**Source text:**
Gratulations to everybody who who contributed to this release. KDE SC 4.5 will be a very polished and nice release. Great work friends! :-)

I just started my emerge to test it as soon as possible.

Thank you for all your relentless work!

I'm not too comfortable compiling things from source but would really love to try this out! Are there any .deb files available to install instead? And if so where?

Thanks KDE keep up the amazing work!! :D

In the past, KDE SC Beta/RC/Final Preview versions were released within a special PPA some days after the official release. So you only had to add the special repository and to update via package manager. I hope, that will be done in future, too. So watch the news area on kubuntu.org - QT4.7beta is already announced and I think KDE SC 4.5 will follow the next days. All steps to install are shown there - it's very easy.

Has the new system tray been copied over from Windows 7 (http://kde.org/announcements/announce-4.5-beta1.png)? I've always wondered how they could have done such an awfully looking thing? And now KDE has cloned it? Oh why? I hope I'm wrong.

err, the Windows 7 systray looks like this: http://www.netzwelt.de/gallery/21116-system-tray.html

If you don't like the default plasma theme, install another one, there are quite a lot.

Yeah.. and you don't see the similarity? :D

Funny, funny, funny. Some months ago I was reading all over the net how Win 7 copied KDE 4's panel and system tray. Now someone seems to be awake from his winter sleep and sees it the other way around.
Well, if it works and looks good then it shouldn't matter who copied whom.

I don't care who copies who. But if something is changed to worse (to my mind), then I start to wonder why this change is done. If Windows 7 didn't have these icons, I would still complain about them :P

Ah yes, another thing: hidden icons in new system tray will open in popup, just like in Windows 7 :)

I hope I'm wrong about it too.

I had same idea of list (icons on left, text on right) to be used in systray when not even Vista was out. Would you say that I would be only one outside of Microsoft who did not think such? I bet there are thousands of peoples who have had same idea long before Microsoft got such or until such was implented as well to Plasma Desktop.

And the Windows 7 style is a pop-up, but it is bad one. It only show icons and it set icons in a same line. Like they would be a second systray top of the existing one. And when you drag something from it, it gets hidden.

Only same idea in both of these is that other widgets in the panel do not get resized everytime when user opens hidden icons from systray. Otherwise, KDE did better job implenting such idea (what I remember being heard as well from KDE few years ago...).

KDE was planning for a new system tray for a long time already. Plasma's whole concept for example, was presented by Aaron Seigo in 2005.

That KDE4 now looks like copying Windows 7 is unfortunate. Someones, yes an idea is just better, and copying takes place. At other times, a certain solution is just the most logical thing to do. So both parties invent the same thing (the new expand action in the system tray is an example of this). Please be aware Windows 7 also took good idea's from MacOS and KDE 4 while they were still in the inception phase. And when KDE is late to finish the game, it now looks like KDE was copying.

**Task details:** Carry on the comment thread about the KDE SC 4.5 release and its new system tray from the point where it stops. The lines play no part in this.

**Data shown:**
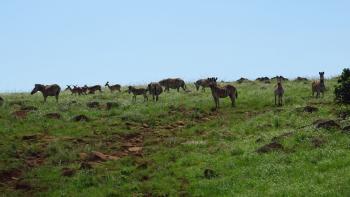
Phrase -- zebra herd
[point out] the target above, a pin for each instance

**Response for this exercise:**
The design goal for the new system tray was not to make it look white (or ugly as you state), but to give plasma more control over it. The mouse over effects work consistently now, and integration/mesh-up of the taskbar and system tray is nowadays possible (like the MacOS dock does). The white looks a bit weird to me too, but OTOH I can really appreciate the monochrome icons in the MacOS system tray. It takes a while to get used to, but it works much nicer in the long run.

Actually I don't care who copies who - if it's for good, it's totally OK by me. The problem in this case was purely in these white icons and system tray expanding by popup. If icons are changeable to current-fashion (theme) easily and expanding will be configurable, these new defaults are OK.

From Windows 7? Even Mac OS X has have that kind many years now!
Canonical made own style to the GNOME with same idea. Many has used same kind themes for KDE3 in last 7 years!

Seems you have bitter taste in your mouth because MS did not invent nothing what you say.

I was set to miss 4.5 till openSUSE included it officially (11.4 or whatever; just hoping for more stability), but the moment I saw the screen-shot I've changed my mind; though I'll stick to 4.4.3 till rc1

Keep it up guys!!!

[Did not find where to post but the image on the announcement page links to http://www.kde.org/announcements/4.4/images/general-desktop.jpg]

We're about to make it even easier to test an unstable KDE release... stay tuned.

I thought that KDE:KDE4:UNSTABLE was already very easy for testing of KDE packages (although it installs them system-wide). Now I'm really curious...

Please .... and congrats.

Congratulations KDE guys and girls. I have been testing Beta 1 for a few hours now and I have to say that it's very hard to believe that it's a beta. It's very responsive, stable and looks good on top of that. I can't imagine you topping this for the final release ;)

"The new version of KMail will be delivered as part of one of KDE's monthly bugfix updates."

Does this mean that KMail2 will be within updates in 4.5.1 or smth? So instead of fixing bugs (within a bugfix-release) it will introduce new major features and likely bugs along with them?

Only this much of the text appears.